In this article, we will see double-door refrigerator’s power consumption and the cost to run them, also we will see whether old double-door refrigerators consume a lot of power.
Double-door refrigerators come in different capacities ranging from 190 ltr to 270 ltr. Depending on the size and the number of energy-saving stars the annual power consumption of Double-door refrigerators varies from 200 kWh to 350 kWh.
To get a well-rounded answer on the power consumption of double-door refrigerators, I have browsed through amazon and a bunch of other e-commerce websites to find out the annual power consumption of almost every size double-door refrigerator and compiled the following data.
Double-Door Refrigerator Power Consumption:
In almost every country, all refrigerators available today are energy star rated, hence, you can go to the refrigerator manufacturer’s website or your country’s top e-commerce website and find an energy-saving label associated with a refrigerator.
The below image shows the annual power consumption of an LG 340 ltr, 3-star double-door refrigerator listed on Amazon India.
For easy comparison, I have made the following tables that show the annual power consumption of different capacity double-door refrigerators from Samsung and LG.
|Samsung Double-Door Refrigerator Size||Annual Power Consumption (kWh)|
|253 ltr (2 star)||243 kWh|
|253 ltr (3 star)||195 kWh|
|275 ltr (2 star)||248 kWh|
|275 ltr (3 star)||199 kWh|
|314 ltr (2 star)||258 kWh|
|345 ltr (3 star)||212 kWh|
|670 ltr (2 star)||341 kWh|
|LG Double-Door Refrigerator Size||Annual Power Consumption (kWh)|
|260 ltr (2 star)||248 kWh|
|260 ltr (3 star)||198 kWh|
|340 ltr (2 star)||263 kWh|
|340 ltr (3 star)||214 kWh|
|360 ltr (2 star)||272 kWh|
|360 ltr (3 star)||217 kWh|
|423 ltr (2 star)||286 kWh|
|423 ltr (3 star)||229 kWh|
|630 ltr (3 star)||253 kWh|
Few things to notice from the above table,
- Even though the capacity of the refrigerator doubles their power consumption hardly goes up by 50%. For Samsung, the 253 ltr (2-star) double-door refrigerator consumes 243 kWh, whereas, the 670 ltr (2-star) consumes just 341 kWh. (volume doubles, but power consumption goes up by 40%)
- In the case of LG, the change is even smaller. The 260 ltr (2-star) double-door refrigerator consumes 248 kWh, whereas, the 630 ltr (3-star) consumes just 253 kWh.
- Hence, bigger fridges are more energy-efficient than smaller ones, as it consumes less electricity to cool a unit volume of space.

Stored entries:
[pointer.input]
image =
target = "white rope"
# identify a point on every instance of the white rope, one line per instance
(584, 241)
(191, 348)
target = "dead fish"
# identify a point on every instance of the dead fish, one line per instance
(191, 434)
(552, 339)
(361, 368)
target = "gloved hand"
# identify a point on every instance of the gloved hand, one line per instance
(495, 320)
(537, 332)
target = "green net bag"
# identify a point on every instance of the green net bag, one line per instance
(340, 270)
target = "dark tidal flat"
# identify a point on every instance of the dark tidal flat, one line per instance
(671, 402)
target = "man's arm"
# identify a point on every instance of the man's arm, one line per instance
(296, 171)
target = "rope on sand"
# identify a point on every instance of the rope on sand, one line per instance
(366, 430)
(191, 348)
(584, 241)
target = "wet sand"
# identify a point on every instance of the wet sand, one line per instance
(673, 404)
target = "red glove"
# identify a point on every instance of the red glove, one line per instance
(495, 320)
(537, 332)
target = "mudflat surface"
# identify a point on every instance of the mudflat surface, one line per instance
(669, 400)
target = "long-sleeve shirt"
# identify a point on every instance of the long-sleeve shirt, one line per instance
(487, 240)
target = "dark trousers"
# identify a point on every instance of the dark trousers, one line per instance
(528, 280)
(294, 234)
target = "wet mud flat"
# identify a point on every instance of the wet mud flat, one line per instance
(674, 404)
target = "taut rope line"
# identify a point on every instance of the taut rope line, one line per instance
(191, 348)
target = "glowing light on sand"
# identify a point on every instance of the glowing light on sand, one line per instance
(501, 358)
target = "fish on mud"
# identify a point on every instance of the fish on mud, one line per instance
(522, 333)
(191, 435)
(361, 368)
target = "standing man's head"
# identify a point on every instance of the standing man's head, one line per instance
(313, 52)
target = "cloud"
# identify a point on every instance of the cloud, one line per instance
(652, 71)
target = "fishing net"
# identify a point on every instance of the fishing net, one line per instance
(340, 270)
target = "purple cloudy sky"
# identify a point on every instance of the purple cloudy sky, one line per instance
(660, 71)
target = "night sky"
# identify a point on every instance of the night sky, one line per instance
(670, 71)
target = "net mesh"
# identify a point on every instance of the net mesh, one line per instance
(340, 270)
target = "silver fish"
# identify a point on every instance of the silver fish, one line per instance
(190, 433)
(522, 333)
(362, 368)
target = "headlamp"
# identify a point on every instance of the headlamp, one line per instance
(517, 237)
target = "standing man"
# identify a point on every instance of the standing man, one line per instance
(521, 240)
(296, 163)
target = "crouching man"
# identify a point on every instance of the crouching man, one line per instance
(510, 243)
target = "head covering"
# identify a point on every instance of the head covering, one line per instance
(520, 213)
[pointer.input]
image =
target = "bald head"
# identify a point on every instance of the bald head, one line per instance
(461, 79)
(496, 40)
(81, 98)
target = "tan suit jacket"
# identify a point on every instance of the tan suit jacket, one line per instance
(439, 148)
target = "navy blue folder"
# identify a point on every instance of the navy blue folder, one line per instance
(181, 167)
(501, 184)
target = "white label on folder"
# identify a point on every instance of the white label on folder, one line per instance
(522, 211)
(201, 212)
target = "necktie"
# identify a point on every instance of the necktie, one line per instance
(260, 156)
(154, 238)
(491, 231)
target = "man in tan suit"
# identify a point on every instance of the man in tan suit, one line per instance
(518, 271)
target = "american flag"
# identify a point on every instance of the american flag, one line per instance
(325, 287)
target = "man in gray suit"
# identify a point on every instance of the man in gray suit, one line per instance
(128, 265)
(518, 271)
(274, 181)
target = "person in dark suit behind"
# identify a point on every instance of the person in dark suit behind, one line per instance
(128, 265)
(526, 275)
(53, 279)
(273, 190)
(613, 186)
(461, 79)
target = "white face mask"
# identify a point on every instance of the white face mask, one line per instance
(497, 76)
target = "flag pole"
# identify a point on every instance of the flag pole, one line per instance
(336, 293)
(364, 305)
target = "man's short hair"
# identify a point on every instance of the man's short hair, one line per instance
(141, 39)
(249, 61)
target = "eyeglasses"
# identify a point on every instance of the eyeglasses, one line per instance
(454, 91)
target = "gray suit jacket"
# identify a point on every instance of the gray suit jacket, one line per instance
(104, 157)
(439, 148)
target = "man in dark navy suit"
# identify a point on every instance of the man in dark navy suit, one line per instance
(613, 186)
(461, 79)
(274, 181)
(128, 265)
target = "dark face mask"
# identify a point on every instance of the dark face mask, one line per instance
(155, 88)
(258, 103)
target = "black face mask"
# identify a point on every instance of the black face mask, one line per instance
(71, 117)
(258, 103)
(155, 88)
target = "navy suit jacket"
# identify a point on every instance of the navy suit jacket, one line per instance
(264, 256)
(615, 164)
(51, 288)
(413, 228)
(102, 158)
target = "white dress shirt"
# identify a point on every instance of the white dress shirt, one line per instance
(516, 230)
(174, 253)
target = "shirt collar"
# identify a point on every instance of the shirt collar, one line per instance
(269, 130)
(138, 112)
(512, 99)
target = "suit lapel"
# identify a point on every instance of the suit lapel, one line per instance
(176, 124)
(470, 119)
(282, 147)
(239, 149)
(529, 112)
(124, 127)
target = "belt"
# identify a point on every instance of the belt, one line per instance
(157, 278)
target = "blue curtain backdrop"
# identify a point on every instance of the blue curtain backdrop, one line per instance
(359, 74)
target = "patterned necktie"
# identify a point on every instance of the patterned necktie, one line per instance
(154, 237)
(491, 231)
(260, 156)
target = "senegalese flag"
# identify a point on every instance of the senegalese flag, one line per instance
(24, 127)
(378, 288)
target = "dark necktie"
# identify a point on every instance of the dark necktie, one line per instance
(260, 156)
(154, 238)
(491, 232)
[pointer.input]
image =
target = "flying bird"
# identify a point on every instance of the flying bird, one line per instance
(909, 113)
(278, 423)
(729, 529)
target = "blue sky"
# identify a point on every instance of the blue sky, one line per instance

**Given problem**
Please resume the article on double-door refrigerator power consumption, starting right after its final sentence.

**Output for this exercise**
- A similar size and energy star-rated double-door refrigerator from Samsung & LG consumes the same electricity, 253 ltr (3-star) from Samsung consumes 195 kWh, whereas, the 260 ltr (3-star) from LG consumes 198 kWh.
Before we go ahead and calculate the cost to run double-door refrigerators, let us quickly see how stars impact the power consumption of a refrigerator.
How stars affect the power consumption of Double-door refrigerators:
If you have done a bit of googling on energy-saving stars or walked inside a store to purchase refrigerators or ACs, you would have surely heard one thing” More stars means more saving”.
That’s absolutely true, but exactly how much saving? let’s find out.
From the above table, we can clearly see,
With an increase in energy-saving stars, the annual power consumption of a refrigerator drops by 20%.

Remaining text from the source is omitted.